* _AVAILABLE RECORDS_:
►

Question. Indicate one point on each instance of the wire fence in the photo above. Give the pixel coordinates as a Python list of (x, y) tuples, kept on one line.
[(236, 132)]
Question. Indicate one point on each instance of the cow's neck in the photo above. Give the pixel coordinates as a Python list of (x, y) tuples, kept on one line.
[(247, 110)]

◄
►

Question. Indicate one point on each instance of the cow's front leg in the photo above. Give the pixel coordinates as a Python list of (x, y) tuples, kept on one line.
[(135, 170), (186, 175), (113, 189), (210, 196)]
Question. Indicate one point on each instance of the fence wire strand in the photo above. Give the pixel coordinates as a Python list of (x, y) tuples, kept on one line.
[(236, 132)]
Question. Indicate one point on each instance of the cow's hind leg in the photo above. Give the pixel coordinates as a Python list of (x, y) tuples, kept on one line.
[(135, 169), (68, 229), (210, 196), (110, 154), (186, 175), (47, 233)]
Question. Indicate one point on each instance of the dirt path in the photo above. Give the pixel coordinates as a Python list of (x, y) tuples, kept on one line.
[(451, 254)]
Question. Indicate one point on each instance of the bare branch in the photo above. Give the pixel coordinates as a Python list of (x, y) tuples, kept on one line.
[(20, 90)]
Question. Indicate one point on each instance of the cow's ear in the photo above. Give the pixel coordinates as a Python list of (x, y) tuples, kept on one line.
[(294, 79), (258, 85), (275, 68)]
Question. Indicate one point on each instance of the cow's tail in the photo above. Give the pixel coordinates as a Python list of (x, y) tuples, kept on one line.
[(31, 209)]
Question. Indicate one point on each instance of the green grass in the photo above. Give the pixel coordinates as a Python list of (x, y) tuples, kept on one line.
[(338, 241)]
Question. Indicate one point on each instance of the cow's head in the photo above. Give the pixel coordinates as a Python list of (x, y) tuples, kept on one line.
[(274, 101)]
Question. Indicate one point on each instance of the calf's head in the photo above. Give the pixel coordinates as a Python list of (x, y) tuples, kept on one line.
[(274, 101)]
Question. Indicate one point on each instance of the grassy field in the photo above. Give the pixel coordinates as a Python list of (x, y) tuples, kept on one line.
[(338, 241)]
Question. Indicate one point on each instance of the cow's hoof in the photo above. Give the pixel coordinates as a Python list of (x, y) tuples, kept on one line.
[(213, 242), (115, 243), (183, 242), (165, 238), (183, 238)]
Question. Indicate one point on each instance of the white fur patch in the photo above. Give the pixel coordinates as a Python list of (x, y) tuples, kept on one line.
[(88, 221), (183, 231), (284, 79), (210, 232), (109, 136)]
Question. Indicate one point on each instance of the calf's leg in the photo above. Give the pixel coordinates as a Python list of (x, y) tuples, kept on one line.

◄
►

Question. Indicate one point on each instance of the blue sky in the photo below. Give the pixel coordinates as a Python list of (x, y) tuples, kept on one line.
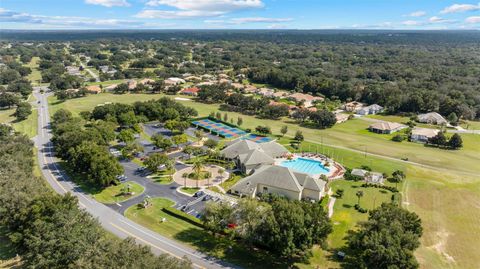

◄

* _EXERCISE DETAILS_: Reproduce the lines above, beginning at the line with "Question. Indicate one point on each instance of the grassy" and stopping after the line with "Question. Indicate one point on each instance of the calf's leg", exactly as they are.

* _ANSWER AREA_:
Question. Indicate one point on each instance of the grassy field in the photo above. Give the pixel coordinates as a Python list of (x, y) tuples, kept on one line.
[(338, 241)]
Question. Indicate one point on each instance of the cow's hoof in the photo above. Give the pixel coordinates as a Python list of (x, y) tuples, kept on one line.
[(213, 242), (115, 243), (183, 242), (165, 238), (183, 238)]
Question. Indicate one point on each instance of the white fur patch in the photo above. Give the pixel coordinates as a Python list of (x, y) tuples, kept on one line.
[(88, 221), (183, 231), (284, 79), (210, 232), (109, 136)]
Question. Indicate one point on each instance of the calf's leg in the photo above. Give the pixel coordinates as a Python list of (x, y) tuples, kept on one line.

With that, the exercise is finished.